» **Задание**
Продолжите, пожалуйста, приведенный ниже отрывок о художнике, начав сразу после его последнего предложения.

» **Выбранный отрывок**
В жизни всё произошло наоборот. Он не прозрел, а ослеп. Правда, он с новой яркостью и выпуклостью увидал ясный и крепкий день жизни, но совершенно утратил видение тех ночных тайн, которые он переживал до этого в надрывающих творческих снах. В нем угас провидец и остался только художник. Лично как живописец он еще продолжает расти и крепнуть, но художественная ценность его картин идет на убыль.
Смерть жены, воспринятая им как тяжелый удар, на самом деле была освобождением: судьба взяла у него необходимую ей дань творческой сверхсильной и сверхсознательной работы и теперь давала отпускную.
Он вернулся в Сибирь, чтобы связать концы порванных нитей своей жизни и найти утраченного себя.

» **Собранные данные**

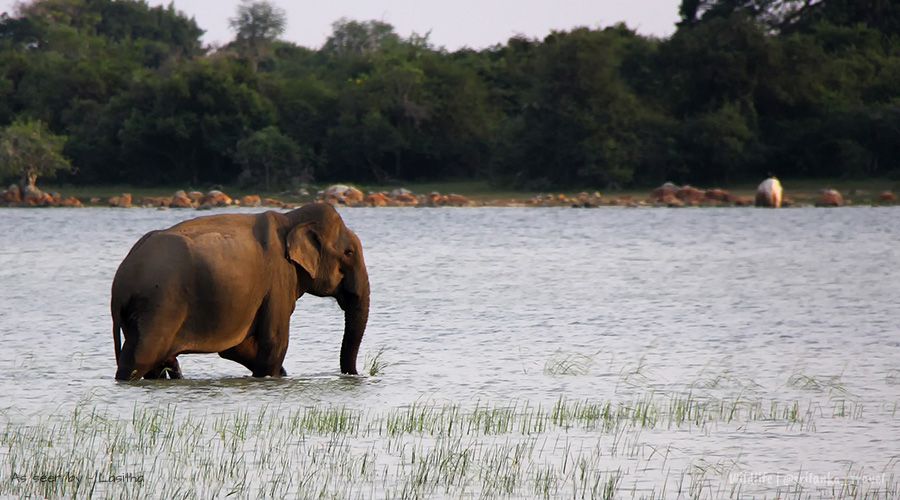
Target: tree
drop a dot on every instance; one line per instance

» **Ответ на задание**
Проведенный через ряд родовых воспоминаний крови, он приходил к личным воспоминаниям детства, к тому именно воспоминанию, про которое он сам любил рассказывать как про самое сильное из первых своих детских впечатлений: как он с матерью ездил в Торгошинскую станицу и видел на берегу Енисея, как «городок берут», – «и конь черный прямо мимо меня проскочил – верно, это он у меня в картине и остался».
С этого коня и пошла, очевидно, вся картина. На этюде к всаднику, разбивающему «городок», он еще белый. Но на картине он его сделал черным, большеголовым «тарапаном».
В «Городке» ясно можно проследить, с какою силой нахлынули на него все бодрые и удалецкие воспоминания детства и с какою страстью взялся он за разработку тех живописных задач, которые увлекали его во время писания его прежних картин.
Тут есть всё: и эффект черного пятна на белом снегу, и человеческие фигуры, насквозь просвеченные снежными рефлексами, и лица, освещенные снизу, точно огнем рампы, есть и сани, и розвальни с их деревянными переплетами, приводившие его в восторг, и расписные дуги, и валдайские колокольцы, и цветные валенки, и тулупы, и дохи, и меховые шапки, а главное – родные сибирские лица, цельные, крепкие, освещенные радостными улыбками, чуждые каким бы то ни было душевным драмам, раздвоениям и надрывам.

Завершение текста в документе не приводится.